> _PROMPT_: All lines of the listing that contain "upper" should be shown in full.

> _DATA SHOWN_:
——————————
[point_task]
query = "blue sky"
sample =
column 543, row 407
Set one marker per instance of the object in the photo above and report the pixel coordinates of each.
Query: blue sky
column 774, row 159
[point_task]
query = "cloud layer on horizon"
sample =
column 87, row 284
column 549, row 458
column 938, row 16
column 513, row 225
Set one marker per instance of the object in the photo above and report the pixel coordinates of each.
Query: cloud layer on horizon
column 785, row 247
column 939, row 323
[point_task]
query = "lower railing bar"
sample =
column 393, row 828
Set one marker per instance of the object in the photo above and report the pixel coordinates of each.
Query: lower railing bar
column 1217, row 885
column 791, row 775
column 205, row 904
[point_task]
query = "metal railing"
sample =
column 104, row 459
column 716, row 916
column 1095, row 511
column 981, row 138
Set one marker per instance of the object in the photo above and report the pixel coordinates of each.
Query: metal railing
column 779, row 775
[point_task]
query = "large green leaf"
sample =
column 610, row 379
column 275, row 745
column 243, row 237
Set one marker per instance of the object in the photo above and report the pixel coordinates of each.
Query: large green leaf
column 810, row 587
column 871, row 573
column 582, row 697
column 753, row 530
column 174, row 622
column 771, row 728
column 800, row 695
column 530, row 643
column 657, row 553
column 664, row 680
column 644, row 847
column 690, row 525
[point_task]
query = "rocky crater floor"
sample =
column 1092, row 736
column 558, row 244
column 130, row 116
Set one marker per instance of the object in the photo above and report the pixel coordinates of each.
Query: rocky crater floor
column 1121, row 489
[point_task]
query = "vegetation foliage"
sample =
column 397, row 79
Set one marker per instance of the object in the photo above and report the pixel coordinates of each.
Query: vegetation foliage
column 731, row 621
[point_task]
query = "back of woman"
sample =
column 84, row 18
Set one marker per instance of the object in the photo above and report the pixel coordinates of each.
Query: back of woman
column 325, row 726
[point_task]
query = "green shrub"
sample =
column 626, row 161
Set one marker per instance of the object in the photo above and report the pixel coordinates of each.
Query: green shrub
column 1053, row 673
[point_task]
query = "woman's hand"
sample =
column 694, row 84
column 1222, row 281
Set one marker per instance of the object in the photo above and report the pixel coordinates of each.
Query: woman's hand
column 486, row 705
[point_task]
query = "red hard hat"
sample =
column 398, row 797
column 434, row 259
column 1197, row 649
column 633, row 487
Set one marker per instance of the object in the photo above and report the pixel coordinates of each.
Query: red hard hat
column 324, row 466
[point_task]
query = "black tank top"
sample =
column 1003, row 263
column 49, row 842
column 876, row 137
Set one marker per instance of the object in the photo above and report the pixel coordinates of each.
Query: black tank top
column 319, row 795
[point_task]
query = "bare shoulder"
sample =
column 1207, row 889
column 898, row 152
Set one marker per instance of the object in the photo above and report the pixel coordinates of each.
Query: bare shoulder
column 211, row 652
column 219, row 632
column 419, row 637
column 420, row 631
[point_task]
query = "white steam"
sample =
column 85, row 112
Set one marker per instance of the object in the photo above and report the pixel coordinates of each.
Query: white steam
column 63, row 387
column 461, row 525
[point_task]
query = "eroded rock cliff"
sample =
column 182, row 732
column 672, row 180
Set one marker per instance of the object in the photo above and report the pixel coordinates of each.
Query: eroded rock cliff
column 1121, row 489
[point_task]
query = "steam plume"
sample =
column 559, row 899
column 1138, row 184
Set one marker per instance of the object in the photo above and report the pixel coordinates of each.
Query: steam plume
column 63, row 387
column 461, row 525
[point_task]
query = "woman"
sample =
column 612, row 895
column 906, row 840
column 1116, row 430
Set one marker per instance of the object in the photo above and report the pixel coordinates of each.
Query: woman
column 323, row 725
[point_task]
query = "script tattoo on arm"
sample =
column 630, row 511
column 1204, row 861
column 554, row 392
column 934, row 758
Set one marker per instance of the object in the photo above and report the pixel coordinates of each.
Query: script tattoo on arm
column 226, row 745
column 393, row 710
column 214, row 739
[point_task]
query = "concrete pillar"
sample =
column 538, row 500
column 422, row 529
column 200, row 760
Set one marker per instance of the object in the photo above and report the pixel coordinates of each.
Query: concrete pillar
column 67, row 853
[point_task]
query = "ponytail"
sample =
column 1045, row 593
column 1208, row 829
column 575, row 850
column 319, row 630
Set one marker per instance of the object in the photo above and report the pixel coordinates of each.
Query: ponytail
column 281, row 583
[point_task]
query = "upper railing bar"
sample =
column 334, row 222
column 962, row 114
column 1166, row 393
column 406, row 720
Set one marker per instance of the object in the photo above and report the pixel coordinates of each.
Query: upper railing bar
——————————
> _YOUR SOLUTION_:
query = "upper railing bar"
Query: upper railing bar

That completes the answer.